Region pointing data
::::::

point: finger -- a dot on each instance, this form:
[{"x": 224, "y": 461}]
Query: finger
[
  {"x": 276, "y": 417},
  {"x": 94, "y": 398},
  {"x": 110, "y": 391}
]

::::::

§ **Work to be completed**
Each entry should be written out again exactly, with no word left out.

§ **Task result**
point: finger -- a dot on each instance, this form:
[{"x": 224, "y": 461}]
Query: finger
[
  {"x": 276, "y": 417},
  {"x": 94, "y": 398},
  {"x": 110, "y": 391}
]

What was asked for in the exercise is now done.